_Entries provided_
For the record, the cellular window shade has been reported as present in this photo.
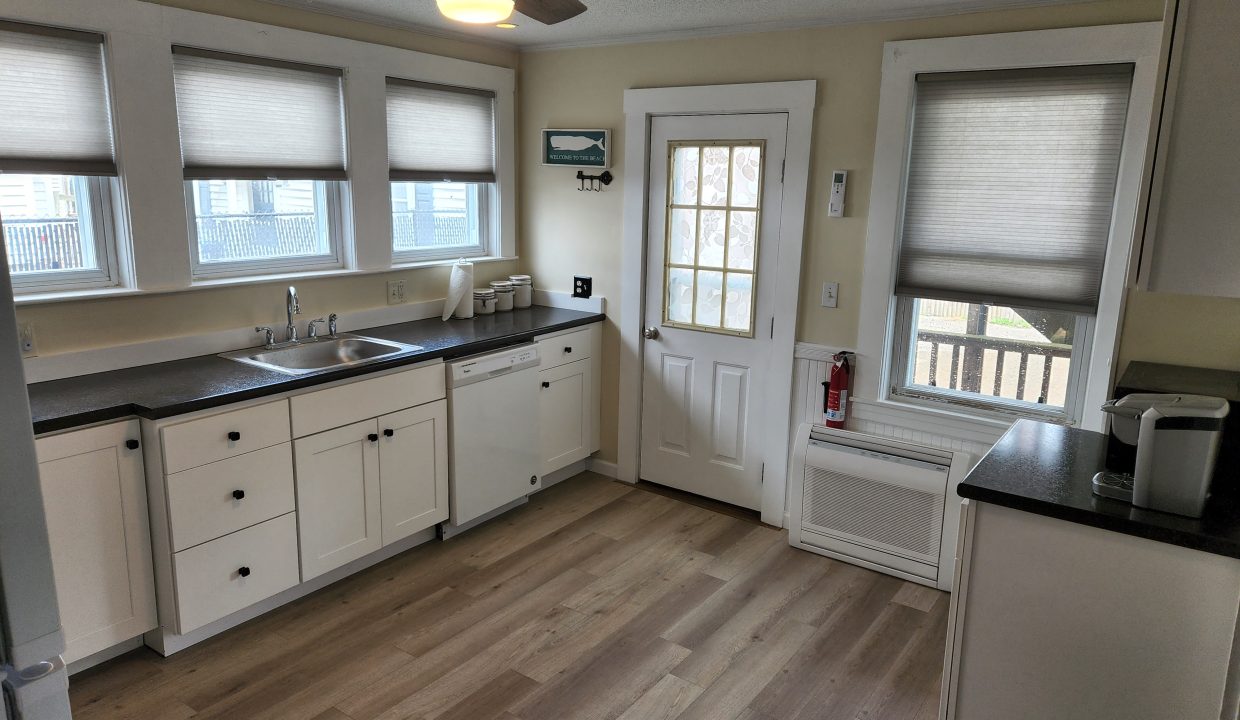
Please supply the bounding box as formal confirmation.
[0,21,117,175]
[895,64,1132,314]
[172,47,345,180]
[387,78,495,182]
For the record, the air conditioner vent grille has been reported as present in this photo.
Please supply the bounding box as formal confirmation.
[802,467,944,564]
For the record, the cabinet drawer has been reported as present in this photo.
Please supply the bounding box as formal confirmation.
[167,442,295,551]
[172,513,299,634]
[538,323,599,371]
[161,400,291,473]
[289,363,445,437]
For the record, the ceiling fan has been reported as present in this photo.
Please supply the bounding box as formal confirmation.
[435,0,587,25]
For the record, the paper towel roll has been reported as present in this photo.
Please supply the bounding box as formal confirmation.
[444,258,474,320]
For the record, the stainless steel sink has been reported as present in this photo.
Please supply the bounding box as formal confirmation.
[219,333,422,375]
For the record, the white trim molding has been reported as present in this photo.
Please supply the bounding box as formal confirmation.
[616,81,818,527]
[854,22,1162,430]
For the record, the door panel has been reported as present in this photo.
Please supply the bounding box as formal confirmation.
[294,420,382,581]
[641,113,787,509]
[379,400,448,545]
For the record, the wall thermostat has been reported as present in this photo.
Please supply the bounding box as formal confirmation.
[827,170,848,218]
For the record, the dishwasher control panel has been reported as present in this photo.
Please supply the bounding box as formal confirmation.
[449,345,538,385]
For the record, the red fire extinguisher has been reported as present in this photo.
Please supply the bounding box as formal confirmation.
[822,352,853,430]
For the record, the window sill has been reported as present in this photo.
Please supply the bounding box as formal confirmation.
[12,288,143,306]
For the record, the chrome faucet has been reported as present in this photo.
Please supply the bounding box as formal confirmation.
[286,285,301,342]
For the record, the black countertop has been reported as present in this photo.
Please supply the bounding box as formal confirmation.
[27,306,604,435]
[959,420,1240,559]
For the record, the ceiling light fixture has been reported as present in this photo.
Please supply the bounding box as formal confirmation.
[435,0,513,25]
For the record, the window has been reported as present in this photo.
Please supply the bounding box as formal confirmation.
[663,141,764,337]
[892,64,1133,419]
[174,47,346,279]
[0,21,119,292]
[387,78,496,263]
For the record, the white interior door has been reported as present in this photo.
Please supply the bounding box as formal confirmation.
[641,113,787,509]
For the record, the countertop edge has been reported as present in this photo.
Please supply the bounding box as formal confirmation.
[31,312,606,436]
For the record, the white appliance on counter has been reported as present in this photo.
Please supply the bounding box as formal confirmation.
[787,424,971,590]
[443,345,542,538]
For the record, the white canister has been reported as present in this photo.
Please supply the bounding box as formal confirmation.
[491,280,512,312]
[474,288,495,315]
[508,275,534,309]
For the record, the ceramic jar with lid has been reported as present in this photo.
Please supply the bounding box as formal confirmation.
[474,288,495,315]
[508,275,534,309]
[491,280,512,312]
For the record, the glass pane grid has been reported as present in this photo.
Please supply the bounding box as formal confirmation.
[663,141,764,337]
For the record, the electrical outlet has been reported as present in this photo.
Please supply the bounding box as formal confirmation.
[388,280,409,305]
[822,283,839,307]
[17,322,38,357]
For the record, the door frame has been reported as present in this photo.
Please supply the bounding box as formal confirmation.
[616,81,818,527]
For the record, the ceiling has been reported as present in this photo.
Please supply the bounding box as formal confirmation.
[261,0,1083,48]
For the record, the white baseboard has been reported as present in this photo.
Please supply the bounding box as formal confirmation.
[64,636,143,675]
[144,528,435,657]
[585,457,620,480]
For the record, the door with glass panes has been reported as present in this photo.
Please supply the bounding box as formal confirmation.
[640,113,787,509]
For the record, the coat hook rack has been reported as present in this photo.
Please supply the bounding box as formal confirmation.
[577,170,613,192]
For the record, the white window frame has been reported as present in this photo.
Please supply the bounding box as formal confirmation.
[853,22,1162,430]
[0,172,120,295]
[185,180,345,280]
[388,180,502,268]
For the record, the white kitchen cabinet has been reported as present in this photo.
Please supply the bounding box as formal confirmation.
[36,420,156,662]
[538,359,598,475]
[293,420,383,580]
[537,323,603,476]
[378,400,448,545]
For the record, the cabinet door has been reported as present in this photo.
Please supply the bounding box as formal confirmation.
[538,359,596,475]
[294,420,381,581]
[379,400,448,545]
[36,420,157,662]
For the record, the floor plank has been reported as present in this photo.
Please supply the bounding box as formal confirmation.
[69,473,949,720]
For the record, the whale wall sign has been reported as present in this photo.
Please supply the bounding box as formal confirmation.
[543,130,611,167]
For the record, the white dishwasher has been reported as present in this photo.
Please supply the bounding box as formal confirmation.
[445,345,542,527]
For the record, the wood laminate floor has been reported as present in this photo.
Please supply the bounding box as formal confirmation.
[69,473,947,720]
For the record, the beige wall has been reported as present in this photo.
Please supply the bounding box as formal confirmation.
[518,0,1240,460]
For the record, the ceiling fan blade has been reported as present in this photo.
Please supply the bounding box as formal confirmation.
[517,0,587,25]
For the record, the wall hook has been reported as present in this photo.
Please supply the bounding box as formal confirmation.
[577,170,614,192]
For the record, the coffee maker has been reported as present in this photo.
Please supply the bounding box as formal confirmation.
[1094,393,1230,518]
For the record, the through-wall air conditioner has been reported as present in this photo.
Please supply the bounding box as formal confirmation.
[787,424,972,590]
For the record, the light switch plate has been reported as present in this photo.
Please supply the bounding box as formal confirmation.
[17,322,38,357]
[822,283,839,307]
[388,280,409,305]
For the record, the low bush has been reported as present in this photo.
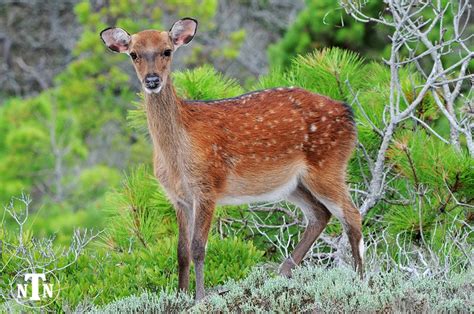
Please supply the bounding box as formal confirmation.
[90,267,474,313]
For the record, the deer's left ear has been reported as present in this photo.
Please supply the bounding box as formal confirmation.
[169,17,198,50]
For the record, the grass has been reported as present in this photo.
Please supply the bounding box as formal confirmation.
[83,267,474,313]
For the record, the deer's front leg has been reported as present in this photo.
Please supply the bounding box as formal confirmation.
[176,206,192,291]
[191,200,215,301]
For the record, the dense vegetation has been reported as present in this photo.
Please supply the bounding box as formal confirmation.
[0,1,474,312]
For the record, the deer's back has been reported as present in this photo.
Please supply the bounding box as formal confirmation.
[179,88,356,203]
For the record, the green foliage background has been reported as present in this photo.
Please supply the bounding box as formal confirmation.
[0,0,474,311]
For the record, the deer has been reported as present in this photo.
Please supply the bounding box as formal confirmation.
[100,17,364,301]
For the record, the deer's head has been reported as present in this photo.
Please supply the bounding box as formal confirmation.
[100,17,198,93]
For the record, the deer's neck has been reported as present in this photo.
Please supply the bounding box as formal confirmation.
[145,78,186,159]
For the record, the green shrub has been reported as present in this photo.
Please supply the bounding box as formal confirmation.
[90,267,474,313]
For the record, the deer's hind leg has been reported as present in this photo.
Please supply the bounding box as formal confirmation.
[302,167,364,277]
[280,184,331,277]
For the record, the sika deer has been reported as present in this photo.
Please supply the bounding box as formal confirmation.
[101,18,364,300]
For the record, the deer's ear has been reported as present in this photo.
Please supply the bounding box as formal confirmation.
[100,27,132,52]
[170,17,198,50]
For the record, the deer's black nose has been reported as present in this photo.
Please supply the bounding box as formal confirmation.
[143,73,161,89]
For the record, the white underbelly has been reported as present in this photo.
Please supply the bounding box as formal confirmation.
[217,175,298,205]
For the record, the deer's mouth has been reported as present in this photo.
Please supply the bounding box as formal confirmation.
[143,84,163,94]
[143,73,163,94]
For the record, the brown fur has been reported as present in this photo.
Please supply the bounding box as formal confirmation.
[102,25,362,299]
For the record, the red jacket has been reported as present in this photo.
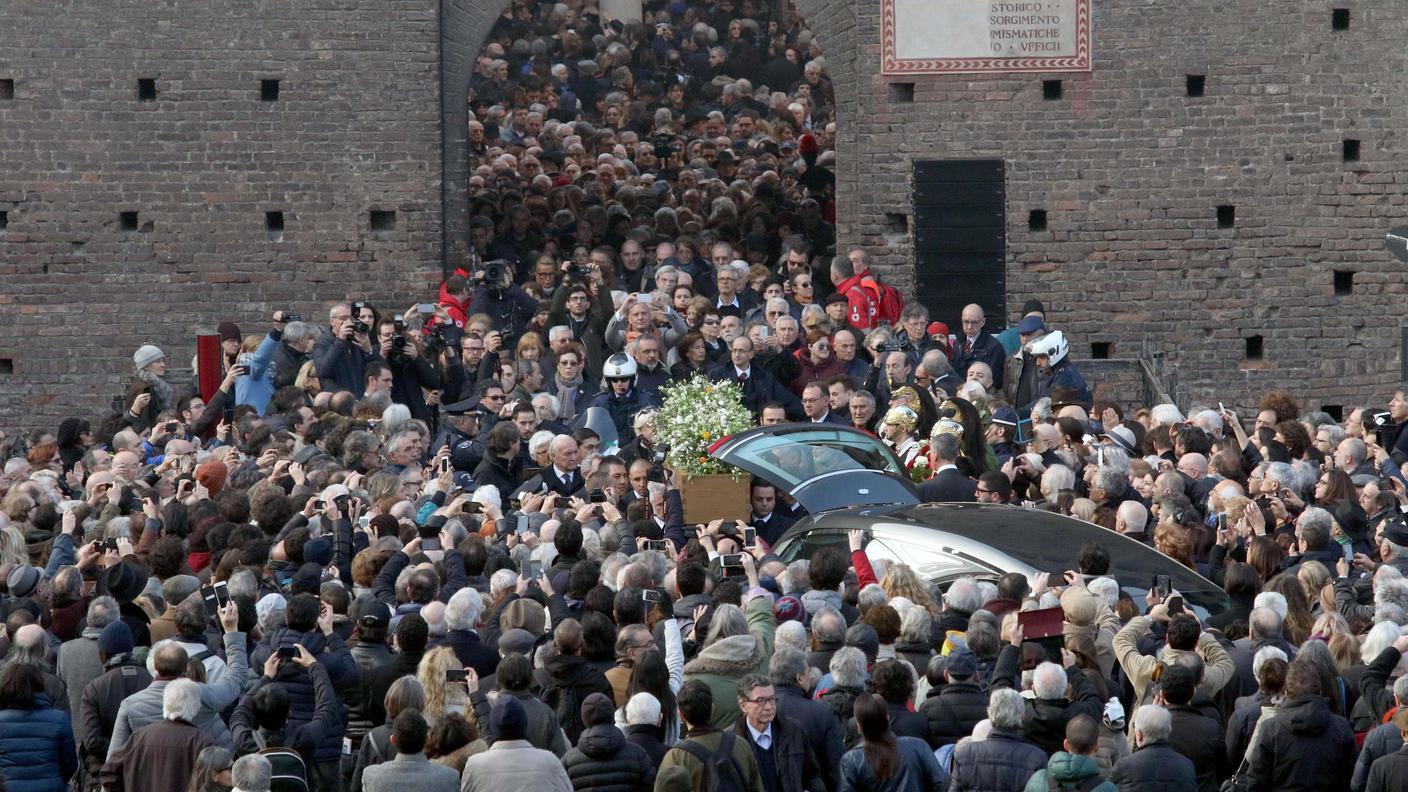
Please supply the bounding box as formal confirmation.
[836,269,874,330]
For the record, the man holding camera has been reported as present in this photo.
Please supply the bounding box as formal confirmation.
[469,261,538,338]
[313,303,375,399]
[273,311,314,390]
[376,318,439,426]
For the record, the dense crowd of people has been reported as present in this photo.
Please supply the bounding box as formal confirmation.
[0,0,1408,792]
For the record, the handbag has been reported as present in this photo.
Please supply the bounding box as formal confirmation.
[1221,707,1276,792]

_Task description_
Arrange the lines of the data above, starting at the line containing "For the record, the ceiling fan has" and ending at the line containing "[219,333,422,375]", both included, as a Markdown table with the columns Row and Data line. Number each row and leave out any blank lines.

_Completed exercise_
| Row | Data line |
|---|---|
| 1 | For the record, the ceiling fan has been reported as present in this photo. |
| 2 | Please supply the bounding box as formal confirmation. |
| 3 | [435,0,587,25] |
| 4 | For the record, the paper towel roll has been reported as present in this photo. |
| 5 | Please supply the bounding box as formal confirmation. |
| 6 | [444,258,474,320] |
| 7 | For the record, the stainless steel sink has been reported as present in this photo. |
| 8 | Please supply the bounding box as formal confirmation. |
| 9 | [219,333,422,375] |